▸ Your instructions
Reproduce the passage of the Parkinson's disease abstract below that opens with the words containing "Diagnosis of Parkinson's" and closes with "ahead of print.".

== Document segment

Diagnosis of Parkinson's disease based on voice signals using SHAP and hard voting ensemble method

Comput Methods Biomech Biomed Engin. 2023 Sep 28:1-17. doi: 10.1080/10255842.2023.2263125. Online ahead of print.

Abstract

Parkinson's disease (PD) is the second most common progressive neurological condition after Alzheimer's. The significant number of individuals afflicted with this illness makes it essential to develop a method to diagnose the conditions in their early phases. PD is typically identified from motor symptoms or via other Neuroimaging techniques. Expensive, time-consuming, and unavailable to the general public, these methods are not very accurate. Another issue to be addressed is the black-box nature of machine learning methods that needs interpretation. These issues encourage us to develop a novel technique using Shapley additive explanations (SHAP) and Hard Voting Ensemble Method based on voice signals to diagnose PD more accurately. Another purpose of this study is to interpret the output of the model and determine the most important features in diagnosing PD. The present article uses Pearson Correlation Coefficients to understand the relationship between input features and the output. Input features with high correlation are selected and then classified by the Extreme Gradient Boosting, Light Gradient Boosting Machine, Gradient Boosting, and Bagging. Moreover, the weights in Hard Voting Ensemble Method are determined based on the performance of the mentioned classifiers. At the final stage, it uses SHAP to determine the most important features in PD diagnosis. The effectiveness of the proposed method is validated using 'Parkinson Dataset with Replicated Acoustic Features' from the UCI machine learning repository. It has achieved an accuracy of 85.42%. The findings demonstrate that the proposed method outperformed state-of-the-art approaches and can assist physicians in diagnosing Parkinson's cases.

Keywords: Gradient boosting; LightGBM; Parkinson’s disease; SHAP; XGBoost.

====
== Study material

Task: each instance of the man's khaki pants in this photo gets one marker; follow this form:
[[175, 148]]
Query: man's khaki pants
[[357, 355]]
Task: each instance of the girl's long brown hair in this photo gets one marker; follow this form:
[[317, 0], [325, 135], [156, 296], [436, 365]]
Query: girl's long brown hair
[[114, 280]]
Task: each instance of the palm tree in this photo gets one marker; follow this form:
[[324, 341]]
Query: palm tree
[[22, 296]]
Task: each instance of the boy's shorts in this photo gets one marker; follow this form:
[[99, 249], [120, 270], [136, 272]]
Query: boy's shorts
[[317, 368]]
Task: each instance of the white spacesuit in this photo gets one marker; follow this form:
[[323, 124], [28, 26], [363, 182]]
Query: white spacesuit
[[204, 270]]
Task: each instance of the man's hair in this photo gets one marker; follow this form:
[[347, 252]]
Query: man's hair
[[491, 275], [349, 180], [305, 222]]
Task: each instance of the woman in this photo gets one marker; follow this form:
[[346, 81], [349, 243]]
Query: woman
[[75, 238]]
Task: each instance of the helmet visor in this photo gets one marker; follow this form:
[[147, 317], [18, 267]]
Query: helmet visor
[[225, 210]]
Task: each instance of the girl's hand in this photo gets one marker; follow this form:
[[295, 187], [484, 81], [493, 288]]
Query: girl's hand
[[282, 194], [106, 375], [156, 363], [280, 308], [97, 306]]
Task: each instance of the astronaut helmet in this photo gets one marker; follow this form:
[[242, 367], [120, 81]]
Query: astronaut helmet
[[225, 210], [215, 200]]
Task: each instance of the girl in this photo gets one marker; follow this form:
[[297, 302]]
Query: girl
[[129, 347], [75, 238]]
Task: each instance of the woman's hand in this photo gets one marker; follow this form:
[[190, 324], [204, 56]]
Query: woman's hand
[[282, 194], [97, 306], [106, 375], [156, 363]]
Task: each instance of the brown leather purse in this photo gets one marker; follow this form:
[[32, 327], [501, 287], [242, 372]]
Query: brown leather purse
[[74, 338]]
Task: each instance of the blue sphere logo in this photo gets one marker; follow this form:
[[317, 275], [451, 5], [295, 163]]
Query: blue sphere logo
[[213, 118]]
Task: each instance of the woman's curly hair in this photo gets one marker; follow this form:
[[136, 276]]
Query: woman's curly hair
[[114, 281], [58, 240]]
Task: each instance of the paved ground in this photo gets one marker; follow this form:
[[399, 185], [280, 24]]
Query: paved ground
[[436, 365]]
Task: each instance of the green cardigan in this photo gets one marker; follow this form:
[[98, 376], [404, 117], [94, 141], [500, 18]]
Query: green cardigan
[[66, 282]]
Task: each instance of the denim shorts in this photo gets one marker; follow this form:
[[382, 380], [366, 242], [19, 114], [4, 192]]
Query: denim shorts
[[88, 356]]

====
== Study material

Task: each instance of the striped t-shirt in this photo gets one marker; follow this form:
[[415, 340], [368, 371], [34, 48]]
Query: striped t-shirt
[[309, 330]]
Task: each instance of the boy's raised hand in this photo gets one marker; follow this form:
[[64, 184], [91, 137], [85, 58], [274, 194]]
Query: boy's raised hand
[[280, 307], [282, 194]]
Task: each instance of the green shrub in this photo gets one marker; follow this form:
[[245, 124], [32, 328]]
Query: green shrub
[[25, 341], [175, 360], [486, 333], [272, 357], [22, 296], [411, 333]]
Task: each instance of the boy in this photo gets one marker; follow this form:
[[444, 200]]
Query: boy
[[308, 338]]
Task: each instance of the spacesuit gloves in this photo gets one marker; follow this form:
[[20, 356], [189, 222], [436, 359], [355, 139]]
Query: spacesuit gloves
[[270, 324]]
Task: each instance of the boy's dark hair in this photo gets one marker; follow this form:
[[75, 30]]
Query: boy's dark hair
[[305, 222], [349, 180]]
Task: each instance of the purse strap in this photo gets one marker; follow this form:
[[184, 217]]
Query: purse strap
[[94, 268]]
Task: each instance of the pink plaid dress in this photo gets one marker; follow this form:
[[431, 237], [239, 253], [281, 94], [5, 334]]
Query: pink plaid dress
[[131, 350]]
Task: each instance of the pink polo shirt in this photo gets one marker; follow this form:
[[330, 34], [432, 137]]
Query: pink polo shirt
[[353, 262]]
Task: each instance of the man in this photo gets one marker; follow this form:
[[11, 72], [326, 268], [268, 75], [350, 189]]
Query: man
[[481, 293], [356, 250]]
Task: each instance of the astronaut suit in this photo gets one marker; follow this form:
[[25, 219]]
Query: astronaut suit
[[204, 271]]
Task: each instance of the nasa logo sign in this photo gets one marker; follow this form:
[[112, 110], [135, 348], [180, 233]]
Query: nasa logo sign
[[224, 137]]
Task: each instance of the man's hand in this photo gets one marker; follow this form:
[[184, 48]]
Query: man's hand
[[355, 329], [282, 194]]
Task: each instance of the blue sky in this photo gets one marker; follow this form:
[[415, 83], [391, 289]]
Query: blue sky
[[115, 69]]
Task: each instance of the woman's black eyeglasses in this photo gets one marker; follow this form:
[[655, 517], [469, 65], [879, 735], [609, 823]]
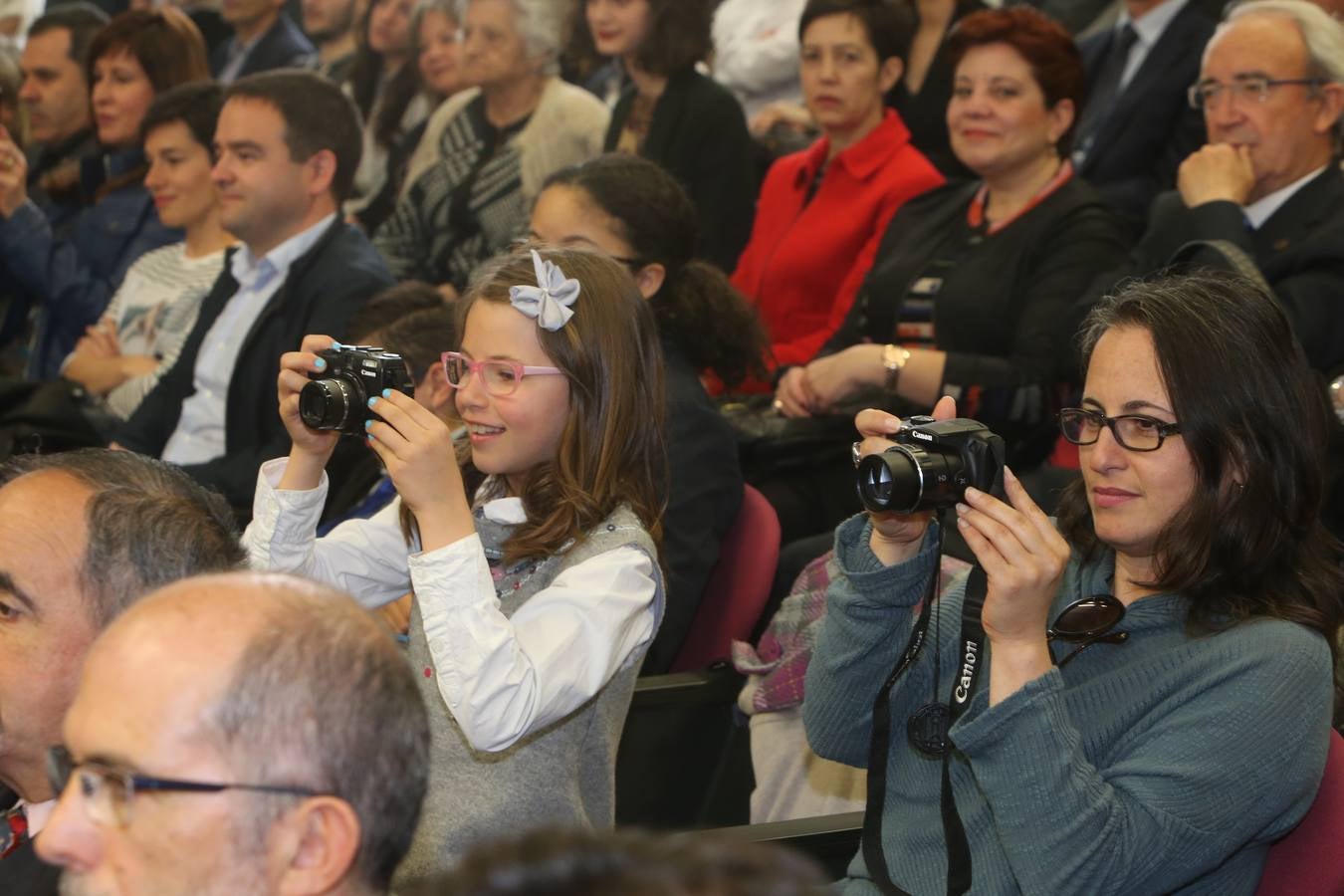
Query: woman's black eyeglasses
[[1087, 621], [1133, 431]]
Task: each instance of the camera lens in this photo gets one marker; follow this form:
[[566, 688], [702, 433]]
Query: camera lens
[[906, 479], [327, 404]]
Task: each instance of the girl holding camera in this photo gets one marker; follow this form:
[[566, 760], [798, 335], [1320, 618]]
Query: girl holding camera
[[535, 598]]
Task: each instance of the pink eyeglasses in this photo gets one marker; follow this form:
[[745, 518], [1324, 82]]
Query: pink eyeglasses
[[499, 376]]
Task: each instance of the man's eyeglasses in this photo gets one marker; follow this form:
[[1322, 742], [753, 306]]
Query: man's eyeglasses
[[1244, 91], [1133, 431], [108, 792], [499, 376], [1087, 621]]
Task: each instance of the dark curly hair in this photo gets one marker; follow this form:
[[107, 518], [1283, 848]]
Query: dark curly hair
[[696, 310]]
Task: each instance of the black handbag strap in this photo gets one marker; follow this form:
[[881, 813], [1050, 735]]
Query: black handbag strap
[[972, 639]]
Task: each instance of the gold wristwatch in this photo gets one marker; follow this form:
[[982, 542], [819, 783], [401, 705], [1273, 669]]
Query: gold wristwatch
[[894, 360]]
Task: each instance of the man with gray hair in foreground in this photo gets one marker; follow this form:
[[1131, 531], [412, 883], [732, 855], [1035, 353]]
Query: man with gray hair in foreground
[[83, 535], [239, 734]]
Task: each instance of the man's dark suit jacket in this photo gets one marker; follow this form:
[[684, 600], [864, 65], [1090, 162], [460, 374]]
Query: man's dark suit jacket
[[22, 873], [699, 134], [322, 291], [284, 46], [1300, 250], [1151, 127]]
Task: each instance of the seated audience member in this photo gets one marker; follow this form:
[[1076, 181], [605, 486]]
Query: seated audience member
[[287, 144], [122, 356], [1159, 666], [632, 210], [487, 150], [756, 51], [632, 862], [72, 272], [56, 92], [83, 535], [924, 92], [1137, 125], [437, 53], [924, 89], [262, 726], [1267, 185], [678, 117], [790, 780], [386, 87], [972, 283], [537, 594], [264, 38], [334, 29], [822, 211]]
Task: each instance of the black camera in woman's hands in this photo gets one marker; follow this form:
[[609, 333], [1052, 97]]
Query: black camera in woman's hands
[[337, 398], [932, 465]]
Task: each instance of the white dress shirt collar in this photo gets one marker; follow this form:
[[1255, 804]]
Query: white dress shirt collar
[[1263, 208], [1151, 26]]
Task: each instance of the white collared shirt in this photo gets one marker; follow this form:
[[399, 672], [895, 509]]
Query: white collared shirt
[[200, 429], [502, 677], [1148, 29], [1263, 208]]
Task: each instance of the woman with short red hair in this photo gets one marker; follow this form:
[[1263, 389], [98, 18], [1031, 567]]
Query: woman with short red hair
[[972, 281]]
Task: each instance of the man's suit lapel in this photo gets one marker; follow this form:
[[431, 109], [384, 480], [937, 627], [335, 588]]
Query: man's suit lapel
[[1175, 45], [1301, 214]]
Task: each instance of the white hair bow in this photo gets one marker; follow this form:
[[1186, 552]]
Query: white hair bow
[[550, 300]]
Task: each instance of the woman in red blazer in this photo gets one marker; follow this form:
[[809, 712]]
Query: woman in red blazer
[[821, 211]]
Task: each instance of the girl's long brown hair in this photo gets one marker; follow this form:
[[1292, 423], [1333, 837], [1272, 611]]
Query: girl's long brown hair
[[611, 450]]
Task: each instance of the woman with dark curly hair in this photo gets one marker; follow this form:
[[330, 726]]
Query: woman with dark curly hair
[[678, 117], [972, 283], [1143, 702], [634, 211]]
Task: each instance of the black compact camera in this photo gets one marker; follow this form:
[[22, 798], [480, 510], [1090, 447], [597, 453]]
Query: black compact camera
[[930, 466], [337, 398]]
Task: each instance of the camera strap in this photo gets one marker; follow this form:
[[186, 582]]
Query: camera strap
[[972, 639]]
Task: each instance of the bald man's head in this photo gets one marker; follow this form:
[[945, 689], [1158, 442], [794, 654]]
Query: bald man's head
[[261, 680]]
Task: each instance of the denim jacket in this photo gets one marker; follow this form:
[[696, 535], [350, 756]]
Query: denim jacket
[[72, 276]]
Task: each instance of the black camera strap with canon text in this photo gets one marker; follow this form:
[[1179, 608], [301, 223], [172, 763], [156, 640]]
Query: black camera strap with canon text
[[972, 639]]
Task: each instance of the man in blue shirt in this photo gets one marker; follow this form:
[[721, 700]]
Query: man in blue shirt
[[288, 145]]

====

▸ Your response
Diagnosis of Parkinson's disease based on voice signals using SHAP and hard voting ensemble method

Comput Methods Biomech Biomed Engin. 2023 Sep 28:1-17. doi: 10.1080/10255842.2023.2263125. Online ahead of print.